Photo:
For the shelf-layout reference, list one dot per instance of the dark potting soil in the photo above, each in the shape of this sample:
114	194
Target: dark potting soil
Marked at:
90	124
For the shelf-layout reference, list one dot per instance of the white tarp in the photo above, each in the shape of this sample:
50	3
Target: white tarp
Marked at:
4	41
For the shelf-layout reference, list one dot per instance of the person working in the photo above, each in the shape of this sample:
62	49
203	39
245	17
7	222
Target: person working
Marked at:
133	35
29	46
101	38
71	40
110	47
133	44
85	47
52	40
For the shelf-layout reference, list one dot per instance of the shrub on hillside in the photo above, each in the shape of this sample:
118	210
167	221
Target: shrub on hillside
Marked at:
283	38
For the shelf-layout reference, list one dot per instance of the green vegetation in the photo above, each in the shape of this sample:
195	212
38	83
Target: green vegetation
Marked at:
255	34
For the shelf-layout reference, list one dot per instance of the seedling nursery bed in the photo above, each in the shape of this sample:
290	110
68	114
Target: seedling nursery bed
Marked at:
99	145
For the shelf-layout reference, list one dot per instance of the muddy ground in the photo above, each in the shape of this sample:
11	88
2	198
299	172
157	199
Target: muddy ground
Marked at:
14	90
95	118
---
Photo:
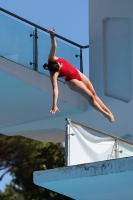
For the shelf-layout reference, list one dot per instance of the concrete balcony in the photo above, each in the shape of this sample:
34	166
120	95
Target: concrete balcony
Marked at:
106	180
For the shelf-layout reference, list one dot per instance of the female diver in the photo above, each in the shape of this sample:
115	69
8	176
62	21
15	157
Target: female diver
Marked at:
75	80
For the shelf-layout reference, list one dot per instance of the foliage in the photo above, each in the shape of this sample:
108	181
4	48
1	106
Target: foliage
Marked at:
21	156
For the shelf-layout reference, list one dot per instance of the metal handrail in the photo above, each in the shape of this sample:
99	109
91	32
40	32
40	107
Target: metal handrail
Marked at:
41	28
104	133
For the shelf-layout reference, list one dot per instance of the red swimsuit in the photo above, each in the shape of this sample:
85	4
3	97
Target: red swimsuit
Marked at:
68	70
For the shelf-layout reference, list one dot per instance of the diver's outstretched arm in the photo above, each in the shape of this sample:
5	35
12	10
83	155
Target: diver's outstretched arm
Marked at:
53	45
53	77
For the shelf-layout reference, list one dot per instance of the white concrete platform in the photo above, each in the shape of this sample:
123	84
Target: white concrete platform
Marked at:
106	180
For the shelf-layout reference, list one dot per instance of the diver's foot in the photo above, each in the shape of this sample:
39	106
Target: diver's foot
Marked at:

_EXERCISE DETAILS_:
Identify each line in the items above that contains the word "muddy" and copy those lines out in full. Treat uppercase and lowercase as different.

_RESPONSE BELOW_:
For the shelf-layout reference, list one dot per instance of the muddy ground in the photo above, each in the shape of this sample:
Target: muddy ground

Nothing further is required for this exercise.